● **Task brief**
Quote the records word for word from their beginning through the line containing "positive clicks: (91, 81)", including that line, and omit the pictures.

● **Supplied material**
______

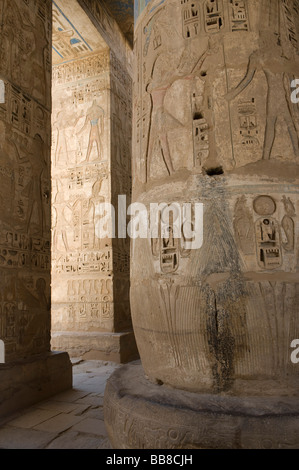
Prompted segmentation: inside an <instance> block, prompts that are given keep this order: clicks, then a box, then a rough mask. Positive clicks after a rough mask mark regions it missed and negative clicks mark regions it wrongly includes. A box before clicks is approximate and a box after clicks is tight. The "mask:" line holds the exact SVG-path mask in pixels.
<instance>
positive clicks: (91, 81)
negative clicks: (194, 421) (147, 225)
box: [52, 0, 138, 362]
mask: <svg viewBox="0 0 299 470" xmlns="http://www.w3.org/2000/svg"><path fill="white" fill-rule="evenodd" d="M95 3H97V2H90V3H89V4H88V6H89V8H91V9H92V7H94V6H95ZM83 7H84V9H83ZM84 10H86V11H84ZM99 12H102V14H101V15H100V18H99V25H100V26H101V25H103V24H106V22H107V21H108V20H109V25H110V27H111V32H110V33H111V34H109V37H108V38H107V37H106V36H105V35H103V34H102V31H101V30H100V31H99V30H98V29H99V28H98V24H97V15H99ZM88 14H89V15H90V17H91V18H89V17H88ZM105 15H106V16H105ZM104 18H106V20H104ZM53 21H54V23H53V27H54V34H53V37H54V41H53V46H54V47H53V48H54V52H53V57H54V63H53V117H52V123H53V126H52V128H53V139H52V169H53V257H52V261H53V263H52V290H53V294H52V302H53V309H52V311H53V321H52V347H53V348H54V349H56V350H57V349H58V350H59V349H65V350H67V351H68V352H69V353H70V354H71V355H72V356H83V357H84V358H86V359H105V360H107V359H108V360H111V361H116V362H127V361H129V360H132V359H135V358H136V357H138V352H137V348H136V343H135V339H134V335H133V331H132V322H131V315H130V305H129V282H130V280H129V267H130V253H129V243H128V241H129V239H128V238H127V239H120V238H118V233H117V225H118V223H117V222H118V220H117V213H118V196H119V195H123V196H125V197H126V199H127V203H128V204H129V202H130V197H131V177H130V166H131V164H130V162H131V121H132V118H131V101H132V99H131V94H132V79H131V76H130V72H131V67H130V63H129V61H128V57H131V55H132V51H129V50H127V47H128V45H127V43H126V41H125V39H124V37H123V36H122V34H121V33H120V31H119V28H118V26H117V24H116V22H115V21H113V20H112V19H111V18H110V17H109V16H108V14H107V13H106V12H105V11H104V10H103V11H102V7H99V8H97V9H95V10H93V9H92V10H91V11H89V10H88V9H87V6H86V5H82V6H80V5H79V4H78V2H77V1H75V0H68V1H65V0H63V1H58V2H56V3H55V7H54V9H53ZM93 23H94V24H93ZM106 33H107V32H106ZM112 37H113V38H114V42H112V43H111V38H112ZM109 38H110V40H109ZM104 204H111V205H112V206H113V208H114V209H112V211H114V212H115V216H116V217H115V222H116V231H115V238H113V233H112V230H111V231H110V234H109V233H108V234H104V229H105V224H104V223H103V220H104V219H105V211H104V210H103V209H102V210H101V207H100V206H101V205H104ZM106 228H107V227H106Z"/></svg>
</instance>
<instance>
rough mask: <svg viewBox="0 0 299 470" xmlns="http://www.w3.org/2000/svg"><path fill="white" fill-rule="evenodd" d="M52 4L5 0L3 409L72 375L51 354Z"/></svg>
mask: <svg viewBox="0 0 299 470" xmlns="http://www.w3.org/2000/svg"><path fill="white" fill-rule="evenodd" d="M51 4H52V2H51V1H50V0H47V1H38V2H36V1H35V2H33V1H30V0H28V1H21V0H9V1H8V0H4V1H2V2H1V4H0V25H1V26H0V57H1V59H0V83H1V86H0V88H1V96H0V136H1V138H0V206H1V210H0V339H1V344H2V354H1V359H2V360H1V362H2V363H4V364H1V366H0V416H2V415H3V414H7V413H9V412H12V411H14V410H16V409H18V408H19V407H22V406H25V405H28V404H31V403H33V402H34V401H37V400H38V399H42V398H45V397H47V396H49V395H51V394H53V393H55V392H58V391H61V390H64V389H66V388H68V387H71V383H72V379H71V374H72V373H71V363H70V361H69V358H68V355H67V354H66V353H63V354H50V324H51V317H50V305H51V302H50V269H51V252H50V247H51V237H50V233H51V232H50V231H51V217H50V204H51V181H50V139H51V135H50V134H51V124H50V122H51V121H50V112H51V48H50V47H51ZM3 346H4V347H3Z"/></svg>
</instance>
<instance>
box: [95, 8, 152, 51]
mask: <svg viewBox="0 0 299 470" xmlns="http://www.w3.org/2000/svg"><path fill="white" fill-rule="evenodd" d="M101 1H102V3H104V4H105V6H106V8H107V9H108V10H109V12H110V13H111V15H112V16H113V18H114V19H115V20H116V22H117V23H118V25H119V27H120V29H121V30H122V32H123V33H124V35H125V36H126V38H127V39H128V41H129V42H130V44H131V45H132V44H133V31H134V0H101ZM147 1H148V0H147Z"/></svg>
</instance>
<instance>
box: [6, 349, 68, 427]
mask: <svg viewBox="0 0 299 470" xmlns="http://www.w3.org/2000/svg"><path fill="white" fill-rule="evenodd" d="M0 377H1V379H0V419H2V418H5V416H8V415H11V414H12V413H15V412H16V411H19V410H21V409H23V408H25V407H28V406H31V405H33V404H35V403H37V402H39V401H42V400H45V399H47V398H49V397H51V396H53V395H55V394H56V393H60V392H63V391H65V390H68V389H70V388H72V363H71V361H70V358H69V355H68V354H67V353H65V352H51V353H45V354H42V355H39V356H33V357H31V358H30V359H26V360H20V361H16V362H13V363H8V364H1V365H0Z"/></svg>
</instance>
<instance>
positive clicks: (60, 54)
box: [52, 46, 64, 59]
mask: <svg viewBox="0 0 299 470" xmlns="http://www.w3.org/2000/svg"><path fill="white" fill-rule="evenodd" d="M52 49H53V51H55V52H56V54H58V55H59V56H60V57H61V58H62V59H63V58H64V57H63V56H62V55H61V54H60V53H59V52H58V50H57V49H56V48H55V47H54V46H52Z"/></svg>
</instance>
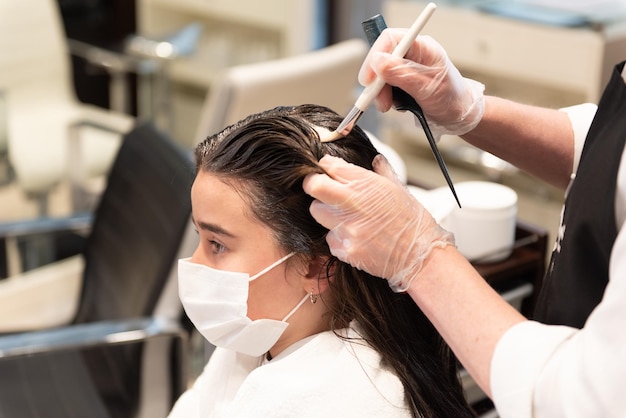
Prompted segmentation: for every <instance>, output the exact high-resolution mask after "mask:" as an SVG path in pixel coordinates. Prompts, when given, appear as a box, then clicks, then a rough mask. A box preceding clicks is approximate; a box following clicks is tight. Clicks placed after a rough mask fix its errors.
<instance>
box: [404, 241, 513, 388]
mask: <svg viewBox="0 0 626 418" xmlns="http://www.w3.org/2000/svg"><path fill="white" fill-rule="evenodd" d="M408 293H409V294H410V295H411V297H412V298H413V300H414V301H415V302H416V303H417V305H418V306H419V307H420V308H421V309H422V311H424V313H425V314H426V316H427V317H428V318H429V319H430V321H431V322H432V323H433V324H434V325H435V327H436V328H437V330H438V331H439V332H440V333H441V335H442V336H443V338H444V339H445V340H446V341H447V342H448V344H449V345H450V347H451V348H452V350H453V351H454V352H455V354H456V355H457V357H458V358H459V360H460V361H461V363H462V364H463V366H464V367H465V368H466V369H467V371H468V372H469V373H470V374H471V375H472V377H473V378H474V380H475V381H476V383H477V384H478V385H479V386H480V387H481V388H482V389H483V390H484V391H485V393H487V395H489V396H491V386H490V375H491V360H492V357H493V353H494V350H495V347H496V344H497V343H498V341H499V340H500V338H501V337H502V335H503V334H504V333H505V332H506V331H507V330H508V329H510V328H511V327H512V326H513V325H515V324H518V323H520V322H522V321H524V320H525V318H524V317H523V316H522V315H521V314H520V313H519V312H518V311H516V310H515V309H514V308H513V307H512V306H511V305H509V304H508V303H507V302H506V301H505V300H504V299H502V297H500V295H499V294H498V293H496V292H495V291H494V290H493V289H492V288H491V286H489V284H487V282H486V281H485V280H484V279H483V278H482V277H481V276H480V275H479V274H478V273H477V272H476V270H475V269H474V268H473V267H472V265H471V264H470V263H469V262H468V261H467V260H466V259H465V258H464V257H463V256H462V255H461V254H460V253H459V252H458V251H457V249H456V248H455V247H453V246H447V247H445V248H442V249H436V250H434V251H433V252H432V253H431V255H430V257H429V258H428V259H427V261H426V263H425V265H424V267H423V269H422V271H421V272H420V273H419V276H418V277H416V279H415V280H413V281H412V282H411V287H410V288H409V290H408Z"/></svg>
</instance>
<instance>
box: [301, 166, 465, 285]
mask: <svg viewBox="0 0 626 418" xmlns="http://www.w3.org/2000/svg"><path fill="white" fill-rule="evenodd" d="M319 163H320V166H321V167H322V168H323V169H324V170H325V172H326V173H327V174H312V175H309V176H307V177H306V179H305V181H304V191H305V192H306V193H308V194H309V195H311V196H313V197H314V198H315V199H317V200H315V201H313V203H312V204H311V208H310V210H311V214H312V215H313V217H314V218H315V219H316V220H317V222H319V223H320V224H321V225H323V226H325V227H326V228H328V229H329V230H330V231H329V233H328V235H327V237H326V241H327V242H328V245H329V246H330V250H331V253H332V254H333V255H334V256H336V257H337V258H339V259H340V260H342V261H344V262H347V263H349V264H351V265H352V266H354V267H356V268H358V269H360V270H364V271H367V272H368V273H370V274H372V275H374V276H378V277H383V278H385V279H387V280H388V281H389V286H390V287H391V288H392V289H393V291H395V292H403V291H406V290H407V289H408V288H409V285H410V283H411V281H412V280H413V279H414V278H415V277H416V276H417V275H418V273H419V272H420V270H421V268H422V265H423V263H424V260H425V259H426V258H427V257H428V255H429V254H430V252H431V251H432V250H433V248H436V247H444V246H446V245H448V244H452V245H454V237H453V236H452V234H450V233H449V232H447V231H445V230H444V229H443V228H441V227H440V226H439V225H438V224H437V223H436V222H435V220H434V219H433V217H432V216H431V215H430V213H428V211H426V209H424V207H423V206H422V205H421V204H420V203H419V202H418V201H417V200H416V199H415V198H414V197H413V196H412V195H411V194H410V192H409V191H408V189H407V188H406V187H405V186H404V185H403V184H402V183H401V182H400V181H399V180H398V178H397V177H396V175H395V173H394V172H393V169H392V168H391V166H390V165H389V164H388V163H387V160H386V159H385V158H384V157H383V156H382V155H378V156H377V157H376V158H375V159H374V169H375V170H376V173H375V172H372V171H370V170H366V169H364V168H362V167H359V166H356V165H353V164H349V163H347V162H345V161H344V160H342V159H340V158H336V157H331V156H325V157H323V158H322V159H321V160H320V162H319ZM377 173H380V174H381V175H379V174H377Z"/></svg>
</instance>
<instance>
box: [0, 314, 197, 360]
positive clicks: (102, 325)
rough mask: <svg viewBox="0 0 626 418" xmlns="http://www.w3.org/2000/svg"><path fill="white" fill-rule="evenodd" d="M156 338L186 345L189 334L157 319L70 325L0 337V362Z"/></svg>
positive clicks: (134, 341) (131, 320) (174, 321)
mask: <svg viewBox="0 0 626 418" xmlns="http://www.w3.org/2000/svg"><path fill="white" fill-rule="evenodd" d="M155 337H173V338H178V339H179V340H180V341H181V342H183V343H186V340H187V333H186V331H185V330H184V328H183V327H182V326H181V325H180V324H179V323H178V322H176V321H174V320H169V319H166V318H154V317H145V318H132V319H125V320H117V321H99V322H91V323H85V324H77V325H70V326H67V327H61V328H55V329H49V330H42V331H34V332H26V333H20V334H11V335H4V336H0V360H1V359H8V358H15V357H22V356H30V355H34V354H45V353H51V352H56V351H64V350H75V349H83V348H91V347H97V346H108V345H117V344H129V343H134V342H142V341H146V340H149V339H151V338H155Z"/></svg>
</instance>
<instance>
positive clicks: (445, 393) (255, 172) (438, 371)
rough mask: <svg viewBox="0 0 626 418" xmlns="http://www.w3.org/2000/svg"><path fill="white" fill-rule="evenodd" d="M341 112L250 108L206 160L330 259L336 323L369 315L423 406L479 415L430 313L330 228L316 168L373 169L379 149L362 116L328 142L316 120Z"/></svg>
mask: <svg viewBox="0 0 626 418" xmlns="http://www.w3.org/2000/svg"><path fill="white" fill-rule="evenodd" d="M341 120H342V117H341V116H340V115H339V114H337V113H336V112H334V111H333V110H331V109H329V108H326V107H323V106H317V105H308V104H307V105H300V106H284V107H277V108H274V109H269V110H267V111H264V112H260V113H257V114H254V115H250V116H248V117H247V118H245V119H242V120H241V121H239V122H237V123H235V124H233V125H231V126H228V127H226V128H225V129H223V130H222V131H220V132H218V133H216V134H214V135H211V136H209V137H208V138H207V139H206V140H204V141H203V142H202V143H200V144H199V145H198V146H197V148H196V151H195V157H196V167H197V170H198V172H200V171H206V172H209V173H211V174H213V175H215V176H218V177H219V178H220V179H221V180H223V181H225V182H227V183H229V184H231V185H232V187H233V188H234V189H235V190H237V192H238V193H240V195H241V196H242V198H243V199H244V200H245V201H246V202H247V203H248V206H249V208H250V211H251V212H252V216H254V217H255V218H256V219H257V220H259V221H260V222H263V223H264V224H266V225H268V226H269V227H270V229H271V230H272V231H273V234H274V239H275V240H276V243H277V244H278V245H279V246H281V247H282V248H284V250H285V252H286V253H288V252H296V253H298V254H300V255H301V256H305V257H308V258H309V259H313V258H315V257H325V258H326V259H327V260H328V262H327V266H326V269H323V270H324V271H325V273H326V277H324V279H328V283H329V290H330V292H332V296H331V297H330V298H327V300H325V299H326V298H321V299H322V301H323V302H324V303H327V304H328V310H329V318H328V321H329V329H330V330H333V331H338V329H340V328H341V327H345V326H346V324H349V323H350V322H352V321H356V322H357V323H358V324H359V329H360V332H361V335H360V338H361V339H362V340H364V341H366V342H367V343H368V344H369V345H370V346H372V347H373V348H374V349H375V350H376V351H378V352H379V353H380V354H381V357H382V359H383V366H384V367H387V368H389V369H391V370H392V371H393V372H394V373H395V374H396V375H397V376H398V377H399V379H400V380H401V382H402V384H403V386H404V389H405V394H406V396H405V397H406V400H407V404H408V406H409V408H410V409H411V413H412V415H413V416H415V417H451V416H454V417H472V416H474V414H473V413H472V411H471V409H470V408H469V406H468V405H467V403H466V401H465V398H464V395H463V391H462V388H461V385H460V381H459V378H458V366H457V362H456V359H455V357H454V355H453V354H452V352H451V350H450V349H449V347H448V346H447V344H446V343H445V342H444V341H443V339H442V338H441V336H440V335H439V334H438V333H437V331H436V330H435V328H434V327H433V326H432V324H431V323H430V322H429V321H428V319H427V318H426V317H425V315H424V314H423V313H422V312H421V311H420V309H419V308H418V307H417V305H416V304H415V303H414V302H413V300H412V299H411V298H410V297H409V296H408V295H407V294H398V293H394V292H393V291H392V290H391V289H390V288H389V286H388V284H387V281H386V280H384V279H381V278H378V277H373V276H371V275H369V274H367V273H366V272H364V271H361V270H358V269H356V268H354V267H352V266H350V265H349V264H346V263H344V262H341V261H340V260H338V259H337V258H335V257H333V256H332V254H331V253H330V250H329V247H328V244H327V243H326V234H327V233H328V230H327V229H325V228H324V227H323V226H321V225H320V224H318V223H317V222H316V221H315V219H313V217H312V216H311V214H310V212H309V207H310V205H311V203H312V198H311V197H310V196H309V195H307V194H306V193H305V192H304V190H303V188H302V182H303V181H304V178H305V177H306V176H307V175H308V174H312V173H323V170H322V169H321V168H320V166H319V165H318V161H319V159H320V158H322V157H323V156H324V155H332V156H336V157H340V158H343V159H344V160H346V161H347V162H349V163H352V164H355V165H359V166H361V167H364V168H366V169H369V170H372V161H373V160H374V158H375V157H376V155H378V151H377V150H376V148H375V147H374V145H373V144H372V142H371V141H370V140H369V138H368V136H367V134H366V133H365V132H364V131H363V130H361V129H360V128H359V127H358V126H357V127H355V129H353V130H352V132H351V133H350V134H349V135H347V136H346V137H345V138H342V139H340V140H337V141H334V142H328V143H322V142H321V141H320V136H319V133H318V131H317V130H316V128H323V129H328V130H329V131H333V130H334V129H335V128H337V126H338V125H339V123H340V122H341ZM318 303H319V302H318ZM337 334H338V336H339V333H338V332H337Z"/></svg>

______

● **Solved problem**
Prompted segmentation: inside an <instance> block, prompts that are given keep this order: clicks, then a box, then a rough mask. Positive clicks after a rough mask mark regions it missed and negative clicks mark regions it wrongly includes. A box before clicks is approximate and a box after clicks is tight. The "mask:" line holds the exact SVG-path mask in pixels.
<instance>
positive clicks: (91, 81)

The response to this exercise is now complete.